Only the lines from the one bearing "Could you please indicate the ear" to the final line should be transcribed, exactly and with both ends included. Pictures are to be left out.

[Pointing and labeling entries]
━━━
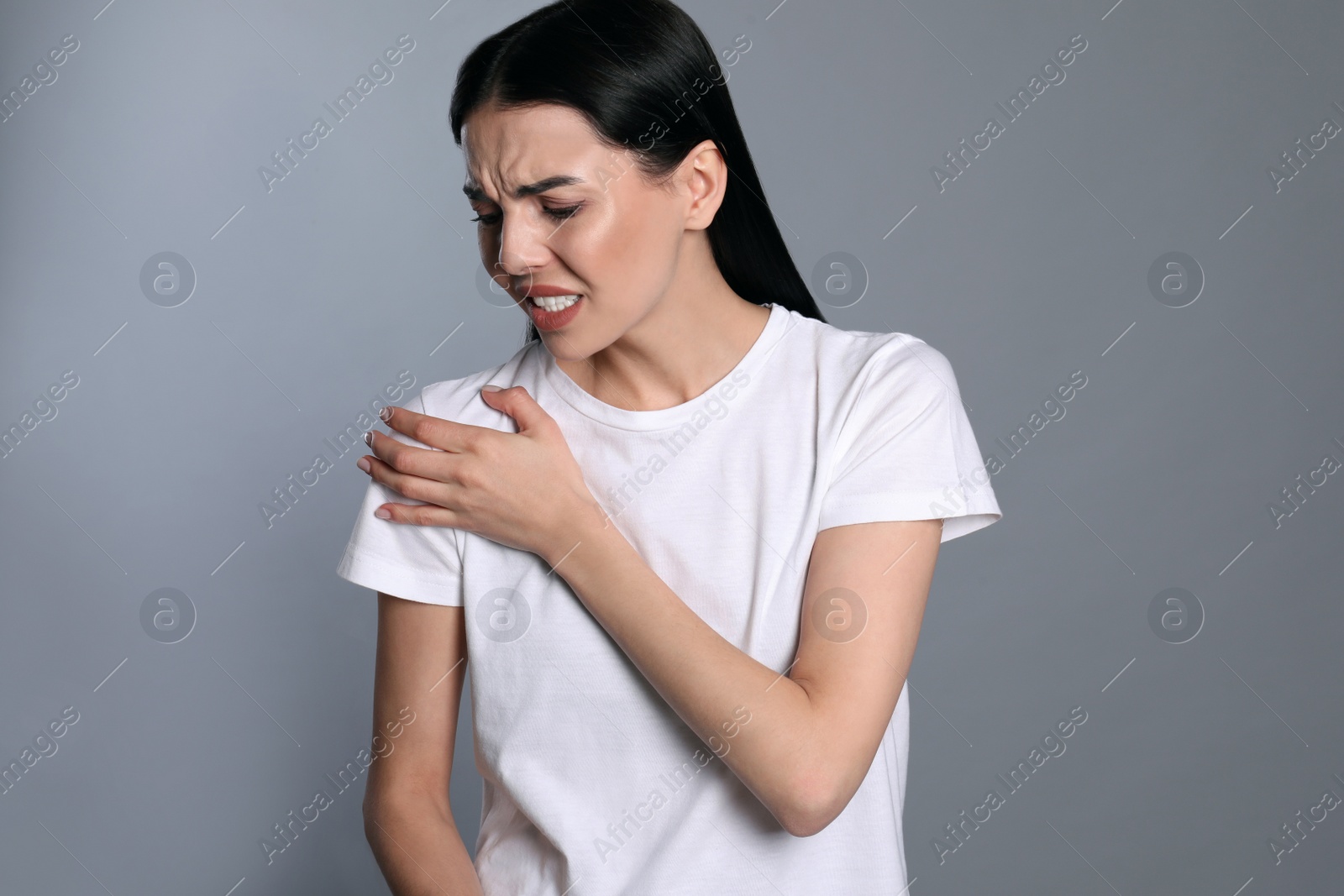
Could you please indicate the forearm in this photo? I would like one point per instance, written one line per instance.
(703, 676)
(420, 849)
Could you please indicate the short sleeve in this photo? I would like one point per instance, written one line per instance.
(413, 562)
(906, 450)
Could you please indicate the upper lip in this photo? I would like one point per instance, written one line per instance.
(542, 289)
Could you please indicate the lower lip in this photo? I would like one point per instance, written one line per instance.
(553, 320)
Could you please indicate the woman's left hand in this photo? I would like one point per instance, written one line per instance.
(522, 490)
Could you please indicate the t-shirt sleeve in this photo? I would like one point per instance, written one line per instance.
(906, 450)
(402, 559)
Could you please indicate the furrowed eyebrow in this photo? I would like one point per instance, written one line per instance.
(476, 194)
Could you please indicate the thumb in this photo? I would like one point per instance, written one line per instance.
(517, 403)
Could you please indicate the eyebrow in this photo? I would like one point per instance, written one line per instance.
(475, 192)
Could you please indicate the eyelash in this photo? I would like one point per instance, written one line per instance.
(558, 214)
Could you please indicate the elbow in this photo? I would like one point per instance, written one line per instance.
(813, 804)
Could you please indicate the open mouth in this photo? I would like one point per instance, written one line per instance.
(553, 302)
(553, 312)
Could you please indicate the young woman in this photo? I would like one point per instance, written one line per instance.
(683, 537)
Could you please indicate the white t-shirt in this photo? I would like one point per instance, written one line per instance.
(593, 783)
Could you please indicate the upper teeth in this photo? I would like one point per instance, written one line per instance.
(554, 302)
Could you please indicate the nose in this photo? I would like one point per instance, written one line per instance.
(522, 249)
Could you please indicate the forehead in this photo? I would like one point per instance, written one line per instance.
(508, 148)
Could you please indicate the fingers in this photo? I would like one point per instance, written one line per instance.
(434, 432)
(417, 490)
(517, 403)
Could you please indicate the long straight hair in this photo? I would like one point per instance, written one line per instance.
(645, 76)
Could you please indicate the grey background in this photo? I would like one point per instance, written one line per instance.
(1032, 265)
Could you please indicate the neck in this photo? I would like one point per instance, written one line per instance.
(687, 342)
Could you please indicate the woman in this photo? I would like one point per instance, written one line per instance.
(683, 537)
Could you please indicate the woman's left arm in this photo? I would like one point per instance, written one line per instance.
(801, 741)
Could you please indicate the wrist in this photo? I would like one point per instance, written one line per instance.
(582, 523)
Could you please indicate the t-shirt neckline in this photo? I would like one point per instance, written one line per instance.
(669, 417)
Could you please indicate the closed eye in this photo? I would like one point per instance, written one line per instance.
(558, 214)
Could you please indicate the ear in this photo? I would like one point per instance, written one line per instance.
(707, 179)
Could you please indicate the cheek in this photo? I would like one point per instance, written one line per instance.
(627, 251)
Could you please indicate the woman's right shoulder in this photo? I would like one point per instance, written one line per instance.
(459, 399)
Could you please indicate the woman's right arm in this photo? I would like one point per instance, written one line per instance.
(407, 820)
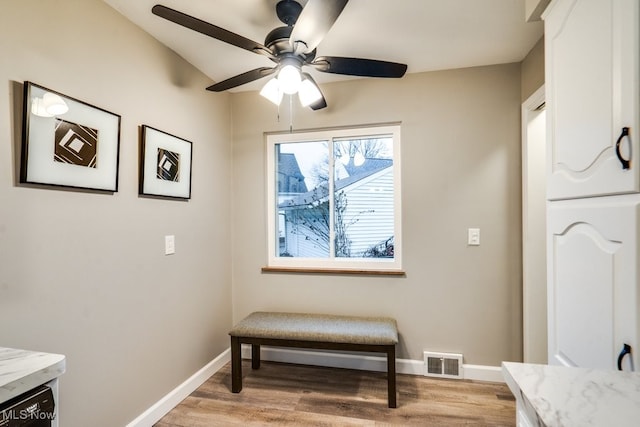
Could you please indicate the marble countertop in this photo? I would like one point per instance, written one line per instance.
(23, 370)
(563, 397)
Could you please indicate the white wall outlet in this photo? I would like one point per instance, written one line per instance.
(473, 238)
(169, 245)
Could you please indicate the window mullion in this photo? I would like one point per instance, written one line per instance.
(332, 232)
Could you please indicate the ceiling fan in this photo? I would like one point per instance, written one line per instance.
(291, 47)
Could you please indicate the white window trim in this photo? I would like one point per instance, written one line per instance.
━━━
- **Solved exercise**:
Could you please indicate the ear in this photo? I would like one point per instance, written one line per instance.
(707, 179)
Could you please indicate the cheek in this photo? I would like one point per instance, written one line per instance.
(627, 251)
Could you please indicate the woman's right shoulder in this photo? I would like one point per instance, written one line per instance.
(459, 399)
Could you please indicate the woman's right arm in this photo? I would like one point per instance, written one line per instance.
(407, 820)
Could you please indicate the marble countertop in this photo? I would like one point per instance, written one line per instance.
(23, 370)
(563, 397)
Could you please indicate the white wall outlet in this photo? I would like one point per instance, written one line per instance.
(473, 238)
(169, 245)
Could you please indicate the window mullion in this photo? I would like one point per instance, written one line per instance.
(332, 232)
Could you please indicate the ceiling fan in this photo? I would like one point per instance, written one line per instance.
(291, 47)
Could you please indicate the white window trim in this photo? I would like one point per instance, written one line per instance.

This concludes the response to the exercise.